## 指示 a
本の感想の記事から、「備忘録 印象深い日々の出来事や、気付き等を記す」で始まり「ノウハウ がまとめらている。」までの部分を一字も変えずに書き写してください。

## 抜粋本文
---

^u^の備忘録

備忘録 印象深い日々の出来事や、気付き等を記す

本の感想「なぜ、「できる人」は「できる人」を育てられないのか?」

○概要

著者は吉田典生という方で、ビジネスリーダーへのコーチングや組織の継続的発展を促すコンサルに従事している。

この吉田さんが、自身の業務経験を通じて得た「(プレイヤーとして高い成果をあげる)できる人」が必ずしも「(マネジャーとして部下を育てる)できる上司」には成長しない理由、そしてこの課題を乗り越えるノウハウ がまとめらている。

 

この本に出合ったきっかけは、社会人1年目の友人に薦められたため。

その友人は少数精鋭のベンチャー企業に勤めており、「できる人」として上司に評価され他の同期新入社員たちのマネジメント業務さえも任されているのだが、マネジメントが上手くいかず悩んでおり、この本を手に取ったとのことだった。

 

私自身は、勤め先がいわゆる日系大手で「入社3年間は同期の人事評価は横並び」という環境にあり、マネジャーよりもプレイヤーとしての実務経験・成長が望まれる段階ではあるが、その後年次を重ねた際の人事評価ではマネジメント能力が実務能力よりも重く評価されていくようになることと

それに加えて、学生時代に部活のマネジメントで考えあぐね 納得いく成果を出してこれなかったので、この本を通じて「上司のマネジメント業務の観察・評価」と「部活でのマネジメント失敗の分析」をしたいと思って読んでみた。

---

(未加工のエントリ)
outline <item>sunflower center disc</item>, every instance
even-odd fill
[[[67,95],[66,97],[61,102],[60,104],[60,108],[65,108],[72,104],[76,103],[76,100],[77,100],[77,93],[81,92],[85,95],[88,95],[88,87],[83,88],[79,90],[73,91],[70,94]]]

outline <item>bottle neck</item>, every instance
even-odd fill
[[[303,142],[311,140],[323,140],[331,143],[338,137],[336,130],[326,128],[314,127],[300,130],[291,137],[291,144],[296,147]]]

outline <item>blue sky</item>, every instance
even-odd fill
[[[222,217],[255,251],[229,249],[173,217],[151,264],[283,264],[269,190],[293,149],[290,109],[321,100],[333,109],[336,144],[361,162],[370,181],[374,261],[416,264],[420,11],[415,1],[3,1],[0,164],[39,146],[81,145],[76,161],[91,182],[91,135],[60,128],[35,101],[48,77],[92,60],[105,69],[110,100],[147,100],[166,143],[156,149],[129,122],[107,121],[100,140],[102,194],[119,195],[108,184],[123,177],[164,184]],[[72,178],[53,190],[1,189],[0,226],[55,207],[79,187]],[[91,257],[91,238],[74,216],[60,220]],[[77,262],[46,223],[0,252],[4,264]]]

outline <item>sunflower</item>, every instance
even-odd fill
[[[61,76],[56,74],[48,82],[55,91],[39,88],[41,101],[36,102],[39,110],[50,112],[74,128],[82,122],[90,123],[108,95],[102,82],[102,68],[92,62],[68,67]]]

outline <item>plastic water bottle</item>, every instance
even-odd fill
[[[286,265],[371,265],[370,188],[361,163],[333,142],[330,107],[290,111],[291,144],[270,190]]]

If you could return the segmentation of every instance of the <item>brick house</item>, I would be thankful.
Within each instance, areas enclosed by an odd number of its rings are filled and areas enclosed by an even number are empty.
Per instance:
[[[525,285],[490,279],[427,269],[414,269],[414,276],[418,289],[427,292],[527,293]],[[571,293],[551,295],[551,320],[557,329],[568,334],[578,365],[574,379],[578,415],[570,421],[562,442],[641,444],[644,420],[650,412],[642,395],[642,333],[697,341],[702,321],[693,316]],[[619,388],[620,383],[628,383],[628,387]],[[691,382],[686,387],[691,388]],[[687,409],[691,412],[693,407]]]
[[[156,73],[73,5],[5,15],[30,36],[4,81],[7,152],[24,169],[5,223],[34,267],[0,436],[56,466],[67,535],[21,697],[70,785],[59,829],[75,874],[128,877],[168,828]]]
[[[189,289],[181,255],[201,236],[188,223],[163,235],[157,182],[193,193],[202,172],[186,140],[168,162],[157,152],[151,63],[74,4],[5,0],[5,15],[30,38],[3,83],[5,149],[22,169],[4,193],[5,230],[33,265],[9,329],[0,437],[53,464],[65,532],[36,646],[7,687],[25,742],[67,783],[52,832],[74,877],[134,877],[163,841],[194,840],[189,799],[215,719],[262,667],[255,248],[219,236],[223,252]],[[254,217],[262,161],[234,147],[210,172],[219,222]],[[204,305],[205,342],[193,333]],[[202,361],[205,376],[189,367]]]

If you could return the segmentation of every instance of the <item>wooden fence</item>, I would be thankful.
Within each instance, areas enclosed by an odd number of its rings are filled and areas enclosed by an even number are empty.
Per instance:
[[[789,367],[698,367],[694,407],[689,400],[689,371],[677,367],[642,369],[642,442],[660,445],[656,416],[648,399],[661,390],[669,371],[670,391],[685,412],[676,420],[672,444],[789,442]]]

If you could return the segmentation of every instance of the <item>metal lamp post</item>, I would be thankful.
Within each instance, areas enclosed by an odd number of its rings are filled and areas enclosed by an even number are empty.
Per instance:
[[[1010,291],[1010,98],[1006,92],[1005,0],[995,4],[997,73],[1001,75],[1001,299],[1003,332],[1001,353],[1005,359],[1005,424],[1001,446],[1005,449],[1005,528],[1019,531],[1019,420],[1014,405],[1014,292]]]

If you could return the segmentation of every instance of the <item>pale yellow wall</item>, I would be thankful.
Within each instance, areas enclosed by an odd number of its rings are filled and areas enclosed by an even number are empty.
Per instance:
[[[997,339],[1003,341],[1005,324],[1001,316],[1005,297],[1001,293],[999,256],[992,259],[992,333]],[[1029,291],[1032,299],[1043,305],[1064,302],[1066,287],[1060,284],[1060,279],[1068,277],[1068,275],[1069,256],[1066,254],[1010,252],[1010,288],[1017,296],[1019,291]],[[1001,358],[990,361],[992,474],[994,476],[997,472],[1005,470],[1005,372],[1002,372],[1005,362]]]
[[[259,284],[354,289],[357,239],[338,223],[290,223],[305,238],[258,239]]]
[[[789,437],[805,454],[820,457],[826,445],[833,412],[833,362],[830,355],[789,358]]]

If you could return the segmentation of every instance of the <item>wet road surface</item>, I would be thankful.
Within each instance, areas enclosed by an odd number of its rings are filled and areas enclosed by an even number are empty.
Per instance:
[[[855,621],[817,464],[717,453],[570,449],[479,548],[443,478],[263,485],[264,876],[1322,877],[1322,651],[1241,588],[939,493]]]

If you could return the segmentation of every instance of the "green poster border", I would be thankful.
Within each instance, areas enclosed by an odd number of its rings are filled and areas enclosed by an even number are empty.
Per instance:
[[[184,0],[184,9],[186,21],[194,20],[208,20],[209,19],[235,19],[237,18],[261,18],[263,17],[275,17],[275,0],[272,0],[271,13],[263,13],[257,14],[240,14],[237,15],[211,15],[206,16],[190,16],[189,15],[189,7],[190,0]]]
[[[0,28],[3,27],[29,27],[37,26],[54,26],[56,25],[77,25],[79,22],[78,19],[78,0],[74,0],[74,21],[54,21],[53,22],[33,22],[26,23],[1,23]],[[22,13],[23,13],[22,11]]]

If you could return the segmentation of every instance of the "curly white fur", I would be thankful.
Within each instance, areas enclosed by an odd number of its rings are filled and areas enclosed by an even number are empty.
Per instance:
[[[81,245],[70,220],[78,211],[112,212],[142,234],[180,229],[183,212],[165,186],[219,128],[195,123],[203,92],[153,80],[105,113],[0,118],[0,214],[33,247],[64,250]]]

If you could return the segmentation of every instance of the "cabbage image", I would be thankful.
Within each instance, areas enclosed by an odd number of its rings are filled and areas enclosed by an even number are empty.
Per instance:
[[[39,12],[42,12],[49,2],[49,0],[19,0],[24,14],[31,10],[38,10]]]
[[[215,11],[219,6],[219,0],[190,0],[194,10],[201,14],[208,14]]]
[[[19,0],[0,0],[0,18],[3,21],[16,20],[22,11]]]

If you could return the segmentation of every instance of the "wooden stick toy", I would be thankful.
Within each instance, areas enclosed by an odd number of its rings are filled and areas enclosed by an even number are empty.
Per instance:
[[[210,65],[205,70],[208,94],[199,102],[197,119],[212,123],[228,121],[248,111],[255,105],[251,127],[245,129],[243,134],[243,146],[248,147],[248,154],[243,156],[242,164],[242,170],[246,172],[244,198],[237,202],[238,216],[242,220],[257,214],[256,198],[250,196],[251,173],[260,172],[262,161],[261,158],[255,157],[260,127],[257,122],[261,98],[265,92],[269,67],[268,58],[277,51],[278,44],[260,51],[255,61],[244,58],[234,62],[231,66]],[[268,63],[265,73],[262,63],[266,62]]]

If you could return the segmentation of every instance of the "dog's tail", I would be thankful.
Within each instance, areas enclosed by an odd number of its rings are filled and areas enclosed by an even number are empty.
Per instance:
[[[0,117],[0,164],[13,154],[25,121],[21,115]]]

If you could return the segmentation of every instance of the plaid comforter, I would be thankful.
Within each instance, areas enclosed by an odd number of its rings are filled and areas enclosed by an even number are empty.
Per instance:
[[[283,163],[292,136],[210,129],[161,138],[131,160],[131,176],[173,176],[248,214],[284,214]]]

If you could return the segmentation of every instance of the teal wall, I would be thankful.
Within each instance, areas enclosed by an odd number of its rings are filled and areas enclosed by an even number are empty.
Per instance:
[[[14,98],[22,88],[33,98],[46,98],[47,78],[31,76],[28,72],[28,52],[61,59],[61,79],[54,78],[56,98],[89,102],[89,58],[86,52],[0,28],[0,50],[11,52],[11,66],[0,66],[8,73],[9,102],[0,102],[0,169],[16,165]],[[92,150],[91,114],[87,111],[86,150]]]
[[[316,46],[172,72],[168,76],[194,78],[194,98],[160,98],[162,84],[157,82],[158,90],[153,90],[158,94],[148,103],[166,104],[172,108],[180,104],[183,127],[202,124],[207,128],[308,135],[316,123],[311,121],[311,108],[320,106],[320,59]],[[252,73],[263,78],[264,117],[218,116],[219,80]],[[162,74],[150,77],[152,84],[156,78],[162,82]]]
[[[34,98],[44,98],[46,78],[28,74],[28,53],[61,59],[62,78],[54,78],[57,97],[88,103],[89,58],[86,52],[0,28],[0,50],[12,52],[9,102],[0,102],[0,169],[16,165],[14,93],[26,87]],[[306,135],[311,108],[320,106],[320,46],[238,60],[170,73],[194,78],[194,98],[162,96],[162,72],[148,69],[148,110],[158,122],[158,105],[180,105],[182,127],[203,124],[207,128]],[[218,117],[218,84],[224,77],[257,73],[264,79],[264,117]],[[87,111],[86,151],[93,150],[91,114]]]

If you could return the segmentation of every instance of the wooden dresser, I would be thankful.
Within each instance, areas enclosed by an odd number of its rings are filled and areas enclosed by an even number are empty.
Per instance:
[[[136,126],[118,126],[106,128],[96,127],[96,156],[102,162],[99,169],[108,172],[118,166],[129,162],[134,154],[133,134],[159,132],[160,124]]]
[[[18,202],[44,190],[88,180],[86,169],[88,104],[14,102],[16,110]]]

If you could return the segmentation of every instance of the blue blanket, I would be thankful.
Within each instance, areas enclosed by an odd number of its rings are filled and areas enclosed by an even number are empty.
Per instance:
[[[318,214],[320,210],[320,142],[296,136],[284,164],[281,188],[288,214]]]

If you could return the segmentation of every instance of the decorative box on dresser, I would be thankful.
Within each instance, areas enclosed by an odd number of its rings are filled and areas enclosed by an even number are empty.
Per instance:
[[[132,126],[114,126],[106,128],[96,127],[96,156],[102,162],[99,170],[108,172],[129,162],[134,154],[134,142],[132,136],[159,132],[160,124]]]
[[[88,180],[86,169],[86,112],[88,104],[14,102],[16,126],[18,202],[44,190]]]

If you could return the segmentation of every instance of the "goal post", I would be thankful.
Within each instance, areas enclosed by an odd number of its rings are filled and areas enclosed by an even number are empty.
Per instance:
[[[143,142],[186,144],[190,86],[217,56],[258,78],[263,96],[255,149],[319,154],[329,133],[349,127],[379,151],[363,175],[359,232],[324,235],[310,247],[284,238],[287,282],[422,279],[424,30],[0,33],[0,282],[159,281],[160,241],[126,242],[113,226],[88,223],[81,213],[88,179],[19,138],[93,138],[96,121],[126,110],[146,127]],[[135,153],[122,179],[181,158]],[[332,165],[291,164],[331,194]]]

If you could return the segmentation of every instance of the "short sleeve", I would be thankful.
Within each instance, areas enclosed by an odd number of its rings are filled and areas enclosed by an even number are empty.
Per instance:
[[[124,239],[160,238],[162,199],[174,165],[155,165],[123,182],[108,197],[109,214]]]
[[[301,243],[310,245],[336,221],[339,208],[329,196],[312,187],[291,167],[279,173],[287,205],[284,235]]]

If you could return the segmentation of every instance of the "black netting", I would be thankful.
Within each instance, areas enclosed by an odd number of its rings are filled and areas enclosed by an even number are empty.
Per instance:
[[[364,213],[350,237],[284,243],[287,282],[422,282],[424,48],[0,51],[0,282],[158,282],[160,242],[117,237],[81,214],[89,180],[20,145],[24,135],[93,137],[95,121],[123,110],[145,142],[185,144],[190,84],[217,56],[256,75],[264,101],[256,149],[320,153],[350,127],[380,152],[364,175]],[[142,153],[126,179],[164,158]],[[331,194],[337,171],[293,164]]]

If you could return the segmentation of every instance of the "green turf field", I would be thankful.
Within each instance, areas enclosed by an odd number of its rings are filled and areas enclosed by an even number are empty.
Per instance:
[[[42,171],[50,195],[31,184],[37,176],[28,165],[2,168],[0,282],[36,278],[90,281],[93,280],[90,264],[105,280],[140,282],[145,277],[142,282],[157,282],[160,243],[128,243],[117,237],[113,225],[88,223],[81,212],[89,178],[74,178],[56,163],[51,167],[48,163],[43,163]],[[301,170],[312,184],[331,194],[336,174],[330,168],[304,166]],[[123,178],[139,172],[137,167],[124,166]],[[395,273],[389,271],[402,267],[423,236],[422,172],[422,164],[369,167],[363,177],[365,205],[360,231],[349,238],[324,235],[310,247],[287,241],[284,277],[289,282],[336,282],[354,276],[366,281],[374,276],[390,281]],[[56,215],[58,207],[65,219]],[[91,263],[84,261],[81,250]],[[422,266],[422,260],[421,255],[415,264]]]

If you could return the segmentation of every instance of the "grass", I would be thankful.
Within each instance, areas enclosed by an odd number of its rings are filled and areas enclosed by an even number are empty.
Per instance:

---

## 指示 b
上のエントリから「bottle」という文字列を含む行をすべて集め、そのまま並べてください。

## 出力 a
備忘録 印象深い日々の出来事や、気付き等を記す

本の感想「なぜ、「できる人」は「できる人」を育てられないのか?」

○概要

著者は吉田典生という方で、ビジネスリーダーへのコーチングや組織の継続的発展を促すコンサルに従事している。

この吉田さんが、自身の業務経験を通じて得た「(プレイヤーとして高い成果をあげる)できる人」が必ずしも「(マネジャーとして部下を育てる)できる上司」には成長しない理由、そしてこの課題を乗り越えるノウハウ がまとめらている。

## 出力 b
outline <item>bottle neck</item>, every instance
outline <item>plastic water bottle</item>, every instance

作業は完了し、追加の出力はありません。